:: Page extract ::
Most of all, Kennedy valued the intense loyalty among the PTS crews, a bond strengthened by the stress and the dangers of the job. They looked out for each other. At the end of a late-night shift, Kennedy’s team members would sometimes flip a coin to see who’d babysit his kids. And then Kennedy’s wife would dress in fatigues and sneak onto the base to join everybody for midnight chow in the cafeteria. The PTS crews didn’t like it when someone couldn’t take a joke. They didn’t like it when someone couldn’t work well with others. And they found all kinds of unofficial ways to impose discipline. At one missile complex a PTS team waited until an airman with a bad attitude put on his RFHCO. Then they grabbed him, stuck a hose down the neck of his suit, filled the suit with cold water, and left him lying on the ground, shouting for help, unable to stand up or take the RFHCO off, rolling around and looking like a gigantic water balloon. He got the message.
For the past year, Kennedy had served as a quality control evaluator, a job that required him to visit all the launch complexes and make sure that the work was being done properly. He’d been out to 4–7 many times. As the helicopter approached it, the command post radioed the latest pressure levels: the stage 1 oxidizer tank had climbed to 23.4 psi, and the stage 1 fuel had fallen to –0.7. The fuel reading unnerved Kennedy. The negative pressure meant a vacuum was forming inside the tank that supported the rest of the missile. The stage 1 fuel tank was like a tin can with the air getting sucked out of it — and a ten-pound can sitting on top of it. First the tank would crumple, then it would collapse. Word that the missile crew had just evacuated the control center pissed him off. That was chickenshit, Kennedy thought. That would make everything a lot more difficult. They would have been safe and sound behind those blast doors.
:::
:: Provided material ::
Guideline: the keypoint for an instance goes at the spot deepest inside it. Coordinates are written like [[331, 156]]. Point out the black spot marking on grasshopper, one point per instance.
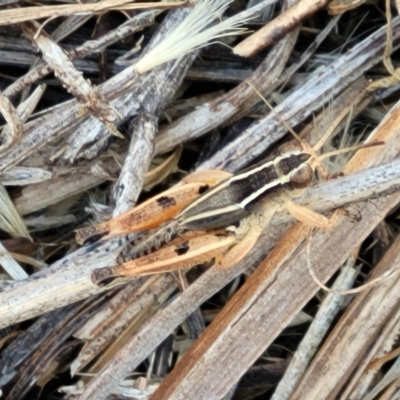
[[203, 189], [182, 249], [165, 201]]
:::
To do:
a) For each statement about the passage on Kennedy and the PTS crews, answer yes or no and quote the words of the passage that decide it.
(i) Kennedy's team members sometimes flipped a coin to decide who would babysit his kids.
(ii) The pressure in the stage 1 fuel tank had climbed to 23.4 psi.
(iii) Kennedy had been out to 4–7 only once before.
b) List every action the PTS team took against the airman with a bad attitude after he put on his RFHCO, as given in the passage on Kennedy and the PTS crews.
None of the material is needed here.

Solutions to the exercise:
a)
(i) Yes: "At the end of a late-night shift, Kennedy’s team members would sometimes flip a coin to see who’d babysit his kids."
(ii) No: "the stage 1 oxidizer tank had climbed to 23.4 psi, and the stage 1 fuel had fallen to –0.7."
(iii) No: "He’d been out to 4–7 many times."

b)
- They grabbed him.
- They stuck a hose down the neck of his suit.
- They filled the suit with cold water.
- They left him lying on the ground.